(Natural language region descriptions)
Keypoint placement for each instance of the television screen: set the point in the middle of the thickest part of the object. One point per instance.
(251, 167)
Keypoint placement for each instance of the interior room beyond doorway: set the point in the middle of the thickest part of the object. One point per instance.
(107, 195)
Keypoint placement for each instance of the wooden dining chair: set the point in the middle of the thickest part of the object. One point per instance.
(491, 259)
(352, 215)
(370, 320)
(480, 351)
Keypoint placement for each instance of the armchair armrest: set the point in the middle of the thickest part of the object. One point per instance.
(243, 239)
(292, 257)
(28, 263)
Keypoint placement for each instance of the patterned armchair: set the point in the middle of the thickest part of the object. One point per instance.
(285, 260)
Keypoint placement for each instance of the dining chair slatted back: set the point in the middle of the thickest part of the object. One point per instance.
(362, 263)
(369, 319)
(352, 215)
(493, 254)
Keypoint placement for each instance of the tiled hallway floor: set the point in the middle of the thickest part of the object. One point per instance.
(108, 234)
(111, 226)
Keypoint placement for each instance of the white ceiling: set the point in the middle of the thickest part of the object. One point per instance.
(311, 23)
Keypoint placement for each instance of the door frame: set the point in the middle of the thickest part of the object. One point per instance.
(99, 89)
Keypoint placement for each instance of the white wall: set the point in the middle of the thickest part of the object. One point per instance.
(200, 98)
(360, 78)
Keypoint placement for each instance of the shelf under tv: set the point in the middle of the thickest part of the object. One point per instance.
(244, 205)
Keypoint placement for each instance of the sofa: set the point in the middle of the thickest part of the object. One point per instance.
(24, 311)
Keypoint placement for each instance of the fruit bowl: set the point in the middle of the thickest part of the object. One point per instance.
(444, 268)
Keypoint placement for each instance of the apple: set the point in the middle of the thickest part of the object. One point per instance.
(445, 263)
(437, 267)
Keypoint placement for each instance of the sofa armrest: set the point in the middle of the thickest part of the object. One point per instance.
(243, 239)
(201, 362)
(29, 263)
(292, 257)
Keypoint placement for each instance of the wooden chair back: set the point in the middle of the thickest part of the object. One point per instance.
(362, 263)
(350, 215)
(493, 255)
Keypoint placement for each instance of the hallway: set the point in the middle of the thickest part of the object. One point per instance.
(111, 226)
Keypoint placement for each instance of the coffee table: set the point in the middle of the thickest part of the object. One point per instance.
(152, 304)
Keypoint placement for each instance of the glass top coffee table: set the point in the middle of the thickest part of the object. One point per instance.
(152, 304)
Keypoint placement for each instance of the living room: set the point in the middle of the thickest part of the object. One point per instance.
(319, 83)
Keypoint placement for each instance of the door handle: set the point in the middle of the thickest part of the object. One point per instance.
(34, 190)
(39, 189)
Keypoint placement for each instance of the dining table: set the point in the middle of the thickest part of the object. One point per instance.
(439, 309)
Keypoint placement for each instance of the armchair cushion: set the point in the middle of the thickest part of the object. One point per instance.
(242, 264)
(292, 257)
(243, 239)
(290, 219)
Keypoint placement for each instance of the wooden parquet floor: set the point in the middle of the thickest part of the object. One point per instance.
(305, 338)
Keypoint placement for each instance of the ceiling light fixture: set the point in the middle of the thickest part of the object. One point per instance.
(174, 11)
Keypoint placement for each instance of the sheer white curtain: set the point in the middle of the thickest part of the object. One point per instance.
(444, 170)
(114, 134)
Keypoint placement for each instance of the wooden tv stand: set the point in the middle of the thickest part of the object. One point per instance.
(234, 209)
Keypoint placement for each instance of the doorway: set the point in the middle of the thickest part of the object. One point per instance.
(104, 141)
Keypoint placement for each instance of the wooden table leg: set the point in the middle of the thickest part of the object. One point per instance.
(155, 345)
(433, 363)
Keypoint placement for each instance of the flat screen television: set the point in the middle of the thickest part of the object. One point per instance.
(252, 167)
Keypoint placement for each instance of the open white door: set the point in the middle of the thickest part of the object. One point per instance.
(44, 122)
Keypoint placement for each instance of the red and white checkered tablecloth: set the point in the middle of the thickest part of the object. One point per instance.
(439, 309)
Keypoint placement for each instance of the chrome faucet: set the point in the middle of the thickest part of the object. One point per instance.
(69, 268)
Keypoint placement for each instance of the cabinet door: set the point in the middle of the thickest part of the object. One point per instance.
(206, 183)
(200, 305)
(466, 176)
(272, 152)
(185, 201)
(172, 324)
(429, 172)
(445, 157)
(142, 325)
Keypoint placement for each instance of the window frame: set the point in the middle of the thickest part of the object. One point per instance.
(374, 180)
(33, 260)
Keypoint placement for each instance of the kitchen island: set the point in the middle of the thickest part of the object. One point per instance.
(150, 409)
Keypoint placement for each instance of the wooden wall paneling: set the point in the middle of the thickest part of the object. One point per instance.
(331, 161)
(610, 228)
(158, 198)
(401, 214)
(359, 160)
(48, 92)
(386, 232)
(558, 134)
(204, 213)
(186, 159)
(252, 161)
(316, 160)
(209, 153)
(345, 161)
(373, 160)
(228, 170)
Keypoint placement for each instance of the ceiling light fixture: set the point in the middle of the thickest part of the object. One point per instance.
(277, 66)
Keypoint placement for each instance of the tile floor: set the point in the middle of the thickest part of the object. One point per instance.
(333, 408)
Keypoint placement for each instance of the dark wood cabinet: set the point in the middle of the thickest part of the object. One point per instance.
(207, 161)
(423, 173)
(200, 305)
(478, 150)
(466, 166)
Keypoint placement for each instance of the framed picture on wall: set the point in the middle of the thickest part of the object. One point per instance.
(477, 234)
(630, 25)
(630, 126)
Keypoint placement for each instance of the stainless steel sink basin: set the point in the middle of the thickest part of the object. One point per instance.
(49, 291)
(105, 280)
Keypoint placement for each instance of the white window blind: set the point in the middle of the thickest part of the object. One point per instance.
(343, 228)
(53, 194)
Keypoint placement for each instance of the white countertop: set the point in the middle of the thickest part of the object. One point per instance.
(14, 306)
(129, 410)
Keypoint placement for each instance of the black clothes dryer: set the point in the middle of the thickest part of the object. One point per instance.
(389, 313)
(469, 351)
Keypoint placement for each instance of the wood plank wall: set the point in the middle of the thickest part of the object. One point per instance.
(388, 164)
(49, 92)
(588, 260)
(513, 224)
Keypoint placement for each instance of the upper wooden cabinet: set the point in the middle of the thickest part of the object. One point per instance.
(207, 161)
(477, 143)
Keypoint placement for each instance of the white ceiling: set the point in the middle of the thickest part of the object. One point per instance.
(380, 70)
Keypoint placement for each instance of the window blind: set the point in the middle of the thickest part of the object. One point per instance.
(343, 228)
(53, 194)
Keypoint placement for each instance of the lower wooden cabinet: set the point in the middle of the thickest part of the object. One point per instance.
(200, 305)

• Goal of the exercise:
Print exactly the stretch of lines beginning with the one that holds "Keypoint placement for each instance of the lower" and ending at the last line above.

• Finished task:
Keypoint placement for each instance of the lower wooden cabinet: set the point in the middle of the thickest part of the object. One point per instance.
(200, 305)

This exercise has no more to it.